__Required work__:
A: In the README diff, what new heading replaces "Key features"?
B: Quote everything in the README diff from "-# Build machine" down to "[chat with us](https://gitter.im/cortexlabs/cortex)".

__Text passage__:
════════
Update README.md (#1416)

caleb-kaiser · web-flow · commit 42a85c0ce91d · 2020-10-13T15:51:16.000-07:00
diff --git a/README.md b/README.md
@@ -3,52 +3,144 @@
 
 <br>
 
-# Build machine learning APIs
-
-Cortex makes deploying, scaling, and managing machine learning systems in production simple. We believe that developers in any organization should be able to add natural language processing, computer vision, and other machine learning capabilities to their applications without having to worry about infrastructure.
-
 <!-- Delete on release branches -->
 <!-- CORTEX_VERSION_README_MINOR -->
+
 [install](https://docs.cortex.dev/install) • [documentation](https://docs.cortex.dev) • [examples](https://github.com/cortexlabs/cortex/tree/0.20/examples) • [we're hiring](https://angel.co/cortex-labs-inc/jobs) • [chat with us](https://gitter.im/cortexlabs/cortex)
 
 <br>
 
-# Key features
+# Model serving at scale
 
 ### Deploy
 
-* Run Cortex locally or as a production cluster on your AWS account.
════════
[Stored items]
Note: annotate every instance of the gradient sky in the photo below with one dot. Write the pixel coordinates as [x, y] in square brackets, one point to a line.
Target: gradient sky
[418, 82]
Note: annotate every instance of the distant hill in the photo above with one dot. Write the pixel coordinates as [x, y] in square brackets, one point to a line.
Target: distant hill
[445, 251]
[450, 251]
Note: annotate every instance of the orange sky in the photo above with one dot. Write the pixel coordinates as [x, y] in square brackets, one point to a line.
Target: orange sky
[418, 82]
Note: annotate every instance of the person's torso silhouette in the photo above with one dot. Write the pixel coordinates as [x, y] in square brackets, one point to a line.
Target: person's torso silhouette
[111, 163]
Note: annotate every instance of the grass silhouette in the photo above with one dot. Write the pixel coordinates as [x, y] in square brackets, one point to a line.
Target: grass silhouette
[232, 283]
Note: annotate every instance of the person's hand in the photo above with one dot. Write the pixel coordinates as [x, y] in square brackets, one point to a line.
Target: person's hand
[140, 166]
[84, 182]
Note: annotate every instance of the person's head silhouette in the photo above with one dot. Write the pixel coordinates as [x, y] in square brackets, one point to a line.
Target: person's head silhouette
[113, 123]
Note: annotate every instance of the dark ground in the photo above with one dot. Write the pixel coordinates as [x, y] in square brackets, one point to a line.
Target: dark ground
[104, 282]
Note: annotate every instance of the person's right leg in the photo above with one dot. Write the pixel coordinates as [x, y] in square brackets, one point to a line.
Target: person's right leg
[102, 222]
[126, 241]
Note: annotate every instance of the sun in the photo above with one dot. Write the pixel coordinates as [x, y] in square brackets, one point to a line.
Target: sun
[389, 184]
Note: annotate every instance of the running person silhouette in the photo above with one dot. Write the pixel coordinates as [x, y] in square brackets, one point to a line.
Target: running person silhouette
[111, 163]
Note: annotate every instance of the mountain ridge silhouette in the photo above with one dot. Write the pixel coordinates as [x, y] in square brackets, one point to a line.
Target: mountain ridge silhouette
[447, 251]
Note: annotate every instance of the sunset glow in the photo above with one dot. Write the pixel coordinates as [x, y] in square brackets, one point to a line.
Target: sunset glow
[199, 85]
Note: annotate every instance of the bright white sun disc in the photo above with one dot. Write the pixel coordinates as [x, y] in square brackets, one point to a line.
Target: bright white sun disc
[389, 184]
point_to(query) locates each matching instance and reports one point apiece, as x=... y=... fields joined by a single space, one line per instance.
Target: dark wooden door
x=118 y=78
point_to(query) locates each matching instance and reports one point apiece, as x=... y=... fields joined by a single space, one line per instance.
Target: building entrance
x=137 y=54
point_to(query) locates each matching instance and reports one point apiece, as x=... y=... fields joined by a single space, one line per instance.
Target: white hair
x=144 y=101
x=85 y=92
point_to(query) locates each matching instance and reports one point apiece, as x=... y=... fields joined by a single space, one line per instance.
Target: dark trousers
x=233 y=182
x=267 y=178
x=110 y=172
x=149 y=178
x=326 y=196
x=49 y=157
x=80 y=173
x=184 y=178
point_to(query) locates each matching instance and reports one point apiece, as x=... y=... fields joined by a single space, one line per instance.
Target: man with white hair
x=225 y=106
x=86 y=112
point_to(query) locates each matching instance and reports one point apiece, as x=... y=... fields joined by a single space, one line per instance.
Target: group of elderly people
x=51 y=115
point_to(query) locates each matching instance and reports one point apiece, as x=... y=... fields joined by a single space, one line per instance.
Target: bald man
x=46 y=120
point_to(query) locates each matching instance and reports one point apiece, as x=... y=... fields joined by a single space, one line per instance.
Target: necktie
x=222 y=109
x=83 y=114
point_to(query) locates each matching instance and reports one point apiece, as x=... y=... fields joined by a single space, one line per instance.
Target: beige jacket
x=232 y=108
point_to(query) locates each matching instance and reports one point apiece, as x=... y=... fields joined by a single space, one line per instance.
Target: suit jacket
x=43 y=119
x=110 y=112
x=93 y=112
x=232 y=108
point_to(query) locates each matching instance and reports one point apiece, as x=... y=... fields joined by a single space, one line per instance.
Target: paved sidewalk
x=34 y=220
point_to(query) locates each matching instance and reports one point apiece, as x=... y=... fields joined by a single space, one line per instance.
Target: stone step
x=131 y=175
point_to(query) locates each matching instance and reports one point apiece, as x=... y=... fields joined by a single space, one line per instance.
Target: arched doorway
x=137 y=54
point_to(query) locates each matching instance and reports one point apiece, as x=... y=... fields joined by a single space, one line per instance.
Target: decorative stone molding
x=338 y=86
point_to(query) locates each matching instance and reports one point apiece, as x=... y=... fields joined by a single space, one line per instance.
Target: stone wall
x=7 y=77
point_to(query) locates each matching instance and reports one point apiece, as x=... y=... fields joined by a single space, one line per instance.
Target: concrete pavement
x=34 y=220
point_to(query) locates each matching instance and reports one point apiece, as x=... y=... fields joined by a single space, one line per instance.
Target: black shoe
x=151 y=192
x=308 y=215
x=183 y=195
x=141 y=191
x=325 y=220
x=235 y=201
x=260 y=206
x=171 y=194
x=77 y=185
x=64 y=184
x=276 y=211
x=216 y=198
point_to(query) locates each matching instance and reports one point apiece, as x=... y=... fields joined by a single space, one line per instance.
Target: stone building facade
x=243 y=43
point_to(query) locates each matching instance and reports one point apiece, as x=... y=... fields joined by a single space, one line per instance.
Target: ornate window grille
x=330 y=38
════════
__Task-by-task solutions__:
A: Model serving at scale

B:
-# Build machine learning APIs
-
-Cortex makes deploying, scaling, and managing machine learning systems in production simple. We believe that developers in any organization should be able to add natural language processing, computer vision, and other machine learning capabilities to their applications without having to worry about infrastructure.
-
 <!-- Delete on release branches -->
 <!-- CORTEX_VERSION_README_MINOR -->
+
 [install](https://docs.cortex.dev/install) • [documentation](https://docs.cortex.dev) • [examples](https://github.com/cortexlabs/cortex/tree/0.20/examples) • [we're hiring](https://angel.co/cortex-labs-inc/jobs) • [chat with us](https://gitter.im/cortexlabs/cortex)